▶ **WORK INSTRUCTIONS**: Print every record below exactly, minus the pictures.

━━━ PROVIDED DATA ━━━

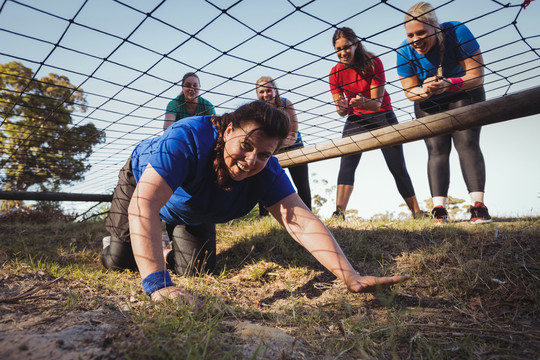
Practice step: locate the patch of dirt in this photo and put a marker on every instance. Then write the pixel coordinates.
(36, 321)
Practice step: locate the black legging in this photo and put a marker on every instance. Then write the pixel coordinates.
(393, 155)
(467, 143)
(194, 246)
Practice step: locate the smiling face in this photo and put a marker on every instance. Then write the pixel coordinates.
(246, 155)
(345, 50)
(420, 36)
(190, 88)
(266, 93)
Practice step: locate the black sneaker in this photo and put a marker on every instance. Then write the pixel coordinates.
(439, 214)
(479, 213)
(338, 215)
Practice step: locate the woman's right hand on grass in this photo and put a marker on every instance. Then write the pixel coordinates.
(172, 293)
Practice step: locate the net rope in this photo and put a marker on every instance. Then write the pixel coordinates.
(130, 64)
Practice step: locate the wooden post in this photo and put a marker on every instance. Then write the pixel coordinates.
(52, 196)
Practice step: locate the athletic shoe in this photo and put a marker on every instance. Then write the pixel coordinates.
(439, 214)
(106, 241)
(338, 215)
(479, 213)
(421, 215)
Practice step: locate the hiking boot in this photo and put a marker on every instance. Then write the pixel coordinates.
(439, 214)
(479, 213)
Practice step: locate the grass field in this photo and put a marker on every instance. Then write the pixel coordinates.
(474, 294)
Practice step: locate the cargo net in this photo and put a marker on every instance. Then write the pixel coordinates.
(126, 59)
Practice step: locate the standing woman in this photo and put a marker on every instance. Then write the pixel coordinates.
(357, 87)
(441, 68)
(207, 170)
(267, 91)
(188, 103)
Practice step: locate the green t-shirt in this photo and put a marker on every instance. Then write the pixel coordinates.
(177, 106)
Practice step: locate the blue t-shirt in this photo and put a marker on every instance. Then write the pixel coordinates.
(459, 44)
(183, 156)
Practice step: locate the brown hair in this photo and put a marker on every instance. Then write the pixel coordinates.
(273, 122)
(190, 74)
(362, 58)
(267, 81)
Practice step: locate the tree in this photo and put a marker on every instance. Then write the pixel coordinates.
(39, 145)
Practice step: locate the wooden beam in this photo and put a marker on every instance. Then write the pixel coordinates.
(513, 106)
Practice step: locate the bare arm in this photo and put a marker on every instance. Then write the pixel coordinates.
(312, 234)
(342, 106)
(169, 120)
(151, 193)
(473, 78)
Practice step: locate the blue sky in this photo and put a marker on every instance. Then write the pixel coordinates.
(116, 53)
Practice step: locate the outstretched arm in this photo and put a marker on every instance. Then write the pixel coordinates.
(312, 234)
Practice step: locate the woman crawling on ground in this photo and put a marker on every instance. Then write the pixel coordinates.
(207, 170)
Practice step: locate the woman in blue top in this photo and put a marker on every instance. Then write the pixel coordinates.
(205, 170)
(267, 91)
(441, 67)
(188, 103)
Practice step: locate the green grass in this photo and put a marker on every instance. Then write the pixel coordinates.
(474, 291)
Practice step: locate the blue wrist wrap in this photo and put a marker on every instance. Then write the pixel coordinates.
(156, 280)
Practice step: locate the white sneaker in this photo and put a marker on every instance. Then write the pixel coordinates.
(106, 241)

━━━

▶ **ANSWER SECTION**:
Practice step: locate the patch of dirt in this photo and put a marker on every instance. Then write the pixel coordinates.
(36, 321)
Practice step: locate the black legging in this photo and put a marker on every instance. Then write the pixel coordinates.
(393, 155)
(467, 143)
(194, 246)
Practice step: locate the smiling face in this photo and put a marker on every instance. Then write the pixel coordinates.
(246, 155)
(345, 50)
(420, 36)
(190, 88)
(266, 93)
Practice step: locate the black sneaker in this photo and put a marker on every instance. Then write the pixel coordinates.
(439, 214)
(479, 213)
(338, 215)
Practice step: locate the woman's right hand on grass in this photo and put a marker on every instance. Then write the pixel coordinates.
(172, 293)
Practice step: locate the net rope in this photo and put a marker on every instance. Then write the pixel coordinates.
(130, 64)
Practice step: locate the wooden post in this photo and put a marker on every instance. Then write the pixel coordinates.
(52, 196)
Practice step: locate the athletic shoe in this photo and put a marker on every instance. Then write the pixel coordinates.
(439, 214)
(106, 241)
(338, 215)
(479, 213)
(421, 215)
Practice step: locate the hiking boot in this photo and put a marker on every instance. Then write the pixel coordinates.
(439, 214)
(479, 213)
Practice step: locate the grass field in this photo and put a marker on every instance. Then write the pixel coordinates.
(474, 294)
Practice step: locate the cargo net in this photo and put a marker on every instance. Then write the pixel coordinates.
(126, 59)
Practice step: locate the standing woman in this photo and put a marker on every instance. Then write the pixel coordinates.
(357, 87)
(441, 68)
(207, 170)
(267, 91)
(188, 103)
Practice step: locate the green t-shirt in this photo and put a marker on every instance. Then write the pixel coordinates.
(177, 106)
Practice step: locate the blue t-shirt in this photo and put a marker on every instance. Then write the pixel coordinates.
(459, 44)
(183, 156)
Practice step: locate the brown hair in this photo and put a marker on every instance. Then write the pixel coordinates.
(273, 122)
(190, 74)
(362, 58)
(267, 81)
Practice step: locate the tree in this photo and put a marker on every instance. Then write the pixel coordinates.
(39, 145)
Practice step: locate the wooden beam in this photo and put a marker on every instance. Then write the pixel coordinates.
(513, 106)
Practice step: locate the bare arm in this photo and put a marker on every instance. Then write the pixel coordinates.
(312, 234)
(342, 106)
(169, 120)
(151, 193)
(473, 78)
Practice step: locate the blue sky in this photo and put a marker on every instance. Then write the pixel coordinates.
(116, 53)
Practice step: locate the outstretched arm in this photo and put a marker on every instance. Then write the pixel coordinates.
(312, 234)
Practice step: locate the woman crawling on ground in this photo and put a marker on every instance. Then write the pixel coordinates.
(207, 170)
Practice step: locate the woman in blue top in this photo and put a marker on every instance. Then write the pixel coordinates.
(205, 170)
(267, 91)
(441, 67)
(188, 103)
Practice step: locate the green grass in this photo and put a marker on every instance. Then write the pixel coordinates.
(474, 291)
Practice step: locate the blue wrist wrap in this photo and put a marker on every instance. Then write the pixel coordinates.
(156, 280)
Practice step: locate the white sneaker in this photo and put a marker on every instance. Then write the pixel coordinates.
(106, 241)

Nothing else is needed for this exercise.